TASK TO CARRY OUT> Count the lines below that contain the string "tactical", treating case as significant, and give only the number.

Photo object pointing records
::::

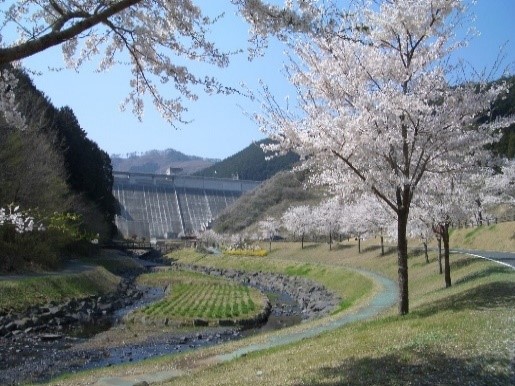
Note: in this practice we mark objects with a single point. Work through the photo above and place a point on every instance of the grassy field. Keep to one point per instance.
(21, 293)
(463, 335)
(195, 297)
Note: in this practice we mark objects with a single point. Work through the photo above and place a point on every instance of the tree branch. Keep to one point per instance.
(58, 35)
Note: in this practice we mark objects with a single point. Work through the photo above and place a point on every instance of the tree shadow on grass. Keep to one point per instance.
(487, 296)
(483, 273)
(339, 246)
(415, 367)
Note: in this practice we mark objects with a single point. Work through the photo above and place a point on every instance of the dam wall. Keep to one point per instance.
(168, 206)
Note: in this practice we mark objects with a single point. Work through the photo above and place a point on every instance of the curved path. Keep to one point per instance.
(505, 258)
(385, 298)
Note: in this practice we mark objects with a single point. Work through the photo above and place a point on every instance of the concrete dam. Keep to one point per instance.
(171, 206)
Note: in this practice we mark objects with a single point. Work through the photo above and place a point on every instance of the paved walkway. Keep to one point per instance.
(385, 298)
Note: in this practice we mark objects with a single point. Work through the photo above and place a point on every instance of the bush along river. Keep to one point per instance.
(80, 334)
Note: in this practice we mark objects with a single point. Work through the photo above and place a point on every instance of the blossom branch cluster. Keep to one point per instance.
(20, 220)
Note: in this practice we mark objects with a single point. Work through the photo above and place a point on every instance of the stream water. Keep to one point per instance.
(30, 358)
(285, 312)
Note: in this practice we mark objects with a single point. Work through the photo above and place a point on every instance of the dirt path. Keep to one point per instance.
(385, 298)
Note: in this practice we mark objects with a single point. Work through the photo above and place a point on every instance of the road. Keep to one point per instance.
(504, 258)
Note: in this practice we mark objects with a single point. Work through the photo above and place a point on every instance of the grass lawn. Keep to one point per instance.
(21, 293)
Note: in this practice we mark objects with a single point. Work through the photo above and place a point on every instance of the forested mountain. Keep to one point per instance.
(271, 198)
(250, 164)
(52, 166)
(158, 161)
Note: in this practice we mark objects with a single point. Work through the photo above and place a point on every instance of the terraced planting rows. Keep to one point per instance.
(197, 298)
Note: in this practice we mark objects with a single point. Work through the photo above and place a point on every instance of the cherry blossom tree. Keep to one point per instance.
(328, 216)
(376, 109)
(298, 220)
(269, 228)
(156, 38)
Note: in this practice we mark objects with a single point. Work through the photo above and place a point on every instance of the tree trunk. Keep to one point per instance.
(440, 254)
(447, 266)
(402, 260)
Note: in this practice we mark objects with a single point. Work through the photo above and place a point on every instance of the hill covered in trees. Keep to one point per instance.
(53, 170)
(272, 197)
(250, 164)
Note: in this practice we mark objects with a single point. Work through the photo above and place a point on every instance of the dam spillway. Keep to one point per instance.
(170, 206)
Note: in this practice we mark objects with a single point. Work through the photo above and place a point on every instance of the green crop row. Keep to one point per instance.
(202, 297)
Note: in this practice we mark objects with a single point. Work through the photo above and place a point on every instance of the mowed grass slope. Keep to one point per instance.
(22, 292)
(458, 336)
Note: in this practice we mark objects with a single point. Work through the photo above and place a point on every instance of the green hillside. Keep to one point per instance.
(250, 164)
(272, 198)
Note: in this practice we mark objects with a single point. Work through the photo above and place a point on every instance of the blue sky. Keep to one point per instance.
(220, 126)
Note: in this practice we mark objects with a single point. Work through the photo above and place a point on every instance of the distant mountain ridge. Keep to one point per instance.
(158, 161)
(250, 164)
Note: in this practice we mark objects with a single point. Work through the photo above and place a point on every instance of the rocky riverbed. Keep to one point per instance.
(46, 341)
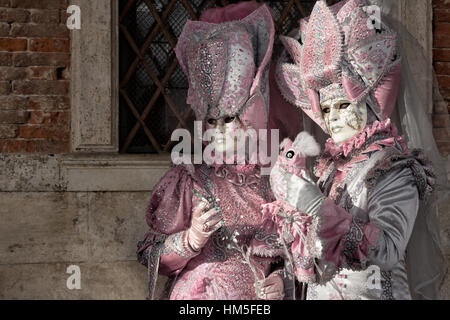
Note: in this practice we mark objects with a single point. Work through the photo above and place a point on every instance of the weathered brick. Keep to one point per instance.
(13, 117)
(8, 131)
(4, 3)
(49, 103)
(11, 102)
(9, 44)
(444, 81)
(42, 73)
(50, 45)
(41, 59)
(33, 4)
(5, 59)
(41, 87)
(14, 15)
(45, 16)
(11, 73)
(5, 87)
(18, 146)
(39, 30)
(4, 29)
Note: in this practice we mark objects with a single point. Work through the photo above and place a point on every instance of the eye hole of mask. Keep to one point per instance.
(326, 110)
(229, 119)
(290, 154)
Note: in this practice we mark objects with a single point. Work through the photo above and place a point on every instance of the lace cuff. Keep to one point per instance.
(339, 240)
(178, 244)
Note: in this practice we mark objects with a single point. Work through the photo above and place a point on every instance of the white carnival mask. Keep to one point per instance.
(343, 119)
(223, 133)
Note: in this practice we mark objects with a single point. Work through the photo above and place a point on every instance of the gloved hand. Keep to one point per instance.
(303, 194)
(272, 288)
(205, 222)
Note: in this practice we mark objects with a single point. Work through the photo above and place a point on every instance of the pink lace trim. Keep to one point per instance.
(357, 142)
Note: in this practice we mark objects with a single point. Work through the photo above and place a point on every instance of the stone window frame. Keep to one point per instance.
(95, 164)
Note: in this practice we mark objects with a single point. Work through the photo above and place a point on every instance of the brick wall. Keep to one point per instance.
(441, 30)
(34, 77)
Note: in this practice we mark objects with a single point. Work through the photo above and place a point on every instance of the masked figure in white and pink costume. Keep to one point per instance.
(207, 232)
(345, 75)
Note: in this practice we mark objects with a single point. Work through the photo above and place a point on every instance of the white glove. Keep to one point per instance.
(204, 223)
(272, 288)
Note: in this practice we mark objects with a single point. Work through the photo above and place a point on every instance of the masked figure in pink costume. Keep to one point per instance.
(207, 232)
(345, 75)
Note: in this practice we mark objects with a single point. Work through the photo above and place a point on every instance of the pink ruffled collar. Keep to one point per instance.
(385, 127)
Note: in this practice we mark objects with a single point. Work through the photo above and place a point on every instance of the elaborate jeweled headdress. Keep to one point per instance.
(227, 65)
(339, 52)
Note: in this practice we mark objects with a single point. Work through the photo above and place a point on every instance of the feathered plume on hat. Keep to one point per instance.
(339, 52)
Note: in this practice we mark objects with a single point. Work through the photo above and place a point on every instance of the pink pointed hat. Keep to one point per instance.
(227, 63)
(340, 53)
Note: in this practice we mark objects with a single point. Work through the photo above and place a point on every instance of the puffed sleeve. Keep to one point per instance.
(164, 248)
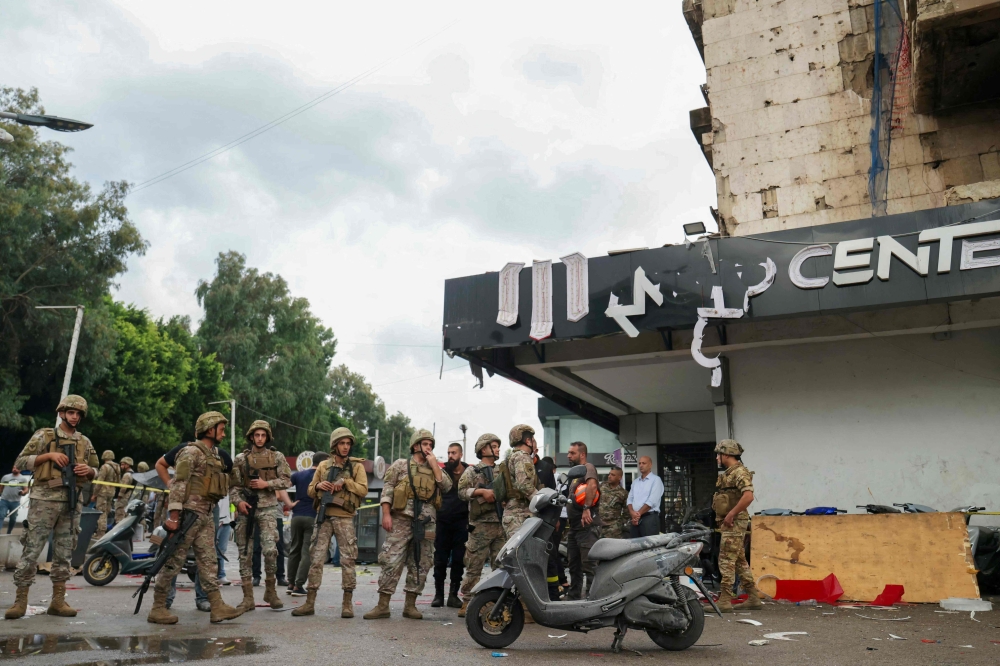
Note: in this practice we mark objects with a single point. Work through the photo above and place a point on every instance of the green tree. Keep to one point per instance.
(152, 393)
(275, 353)
(353, 399)
(61, 244)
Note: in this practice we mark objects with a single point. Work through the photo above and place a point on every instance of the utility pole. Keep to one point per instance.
(72, 346)
(232, 424)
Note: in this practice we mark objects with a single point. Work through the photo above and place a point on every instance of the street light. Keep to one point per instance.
(72, 346)
(52, 122)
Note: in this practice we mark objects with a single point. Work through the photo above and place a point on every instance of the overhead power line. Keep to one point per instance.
(284, 118)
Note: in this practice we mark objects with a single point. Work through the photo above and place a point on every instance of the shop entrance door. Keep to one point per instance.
(689, 472)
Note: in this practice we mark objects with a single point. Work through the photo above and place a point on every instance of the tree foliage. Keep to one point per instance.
(158, 384)
(61, 244)
(275, 353)
(352, 398)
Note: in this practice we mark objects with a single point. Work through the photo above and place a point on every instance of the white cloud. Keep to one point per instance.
(526, 130)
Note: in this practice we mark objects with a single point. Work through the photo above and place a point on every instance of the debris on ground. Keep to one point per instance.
(783, 635)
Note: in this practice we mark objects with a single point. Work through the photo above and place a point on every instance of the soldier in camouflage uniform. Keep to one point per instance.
(419, 476)
(104, 495)
(734, 493)
(260, 471)
(485, 532)
(612, 506)
(523, 479)
(349, 492)
(199, 483)
(124, 494)
(521, 485)
(48, 510)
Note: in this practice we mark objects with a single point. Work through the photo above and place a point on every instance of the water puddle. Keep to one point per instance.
(139, 649)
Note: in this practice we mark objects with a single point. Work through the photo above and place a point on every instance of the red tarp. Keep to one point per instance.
(825, 591)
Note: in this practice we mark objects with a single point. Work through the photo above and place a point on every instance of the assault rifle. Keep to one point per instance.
(167, 548)
(69, 475)
(327, 500)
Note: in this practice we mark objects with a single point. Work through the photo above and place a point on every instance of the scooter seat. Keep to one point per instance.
(611, 549)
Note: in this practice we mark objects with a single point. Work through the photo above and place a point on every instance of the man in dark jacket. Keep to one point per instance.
(452, 532)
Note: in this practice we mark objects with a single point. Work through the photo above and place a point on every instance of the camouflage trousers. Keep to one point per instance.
(102, 504)
(319, 550)
(485, 540)
(513, 519)
(266, 519)
(732, 557)
(46, 517)
(120, 504)
(397, 551)
(201, 537)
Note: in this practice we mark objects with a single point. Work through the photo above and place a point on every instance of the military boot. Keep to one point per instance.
(753, 600)
(159, 614)
(380, 611)
(410, 607)
(271, 595)
(453, 600)
(347, 606)
(220, 609)
(20, 606)
(248, 604)
(309, 607)
(58, 605)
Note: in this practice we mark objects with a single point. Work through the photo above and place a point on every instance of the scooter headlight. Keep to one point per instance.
(691, 549)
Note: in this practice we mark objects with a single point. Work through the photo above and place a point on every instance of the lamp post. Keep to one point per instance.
(72, 346)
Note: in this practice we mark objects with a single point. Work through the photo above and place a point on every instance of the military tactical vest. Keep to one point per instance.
(424, 488)
(48, 471)
(726, 495)
(263, 465)
(477, 506)
(214, 485)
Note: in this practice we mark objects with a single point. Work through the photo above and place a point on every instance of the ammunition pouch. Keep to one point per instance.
(724, 500)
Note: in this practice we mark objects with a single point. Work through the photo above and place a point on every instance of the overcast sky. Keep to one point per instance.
(526, 130)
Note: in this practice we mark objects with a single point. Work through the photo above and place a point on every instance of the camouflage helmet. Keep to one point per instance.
(518, 432)
(206, 422)
(485, 440)
(341, 433)
(72, 402)
(420, 435)
(259, 424)
(729, 447)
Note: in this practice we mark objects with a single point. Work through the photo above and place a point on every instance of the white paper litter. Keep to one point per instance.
(957, 604)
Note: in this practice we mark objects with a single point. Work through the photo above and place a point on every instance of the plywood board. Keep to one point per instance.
(927, 553)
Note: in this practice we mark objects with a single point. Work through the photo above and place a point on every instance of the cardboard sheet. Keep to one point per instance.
(928, 554)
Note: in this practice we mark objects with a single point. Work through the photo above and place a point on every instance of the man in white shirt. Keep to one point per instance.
(644, 501)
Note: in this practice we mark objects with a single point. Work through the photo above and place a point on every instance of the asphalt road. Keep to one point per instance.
(106, 624)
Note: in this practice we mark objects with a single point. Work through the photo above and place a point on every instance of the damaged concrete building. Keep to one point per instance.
(843, 322)
(790, 83)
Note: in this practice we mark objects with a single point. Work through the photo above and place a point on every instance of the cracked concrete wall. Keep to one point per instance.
(789, 85)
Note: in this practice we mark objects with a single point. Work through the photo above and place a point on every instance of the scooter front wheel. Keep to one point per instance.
(100, 569)
(497, 633)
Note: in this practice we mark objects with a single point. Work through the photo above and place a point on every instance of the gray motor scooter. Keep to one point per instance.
(637, 585)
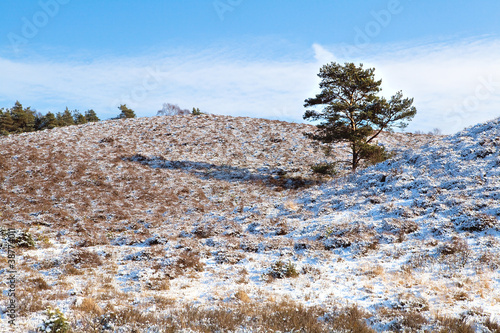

::::

ANSWER TO THE EXERCISE> 1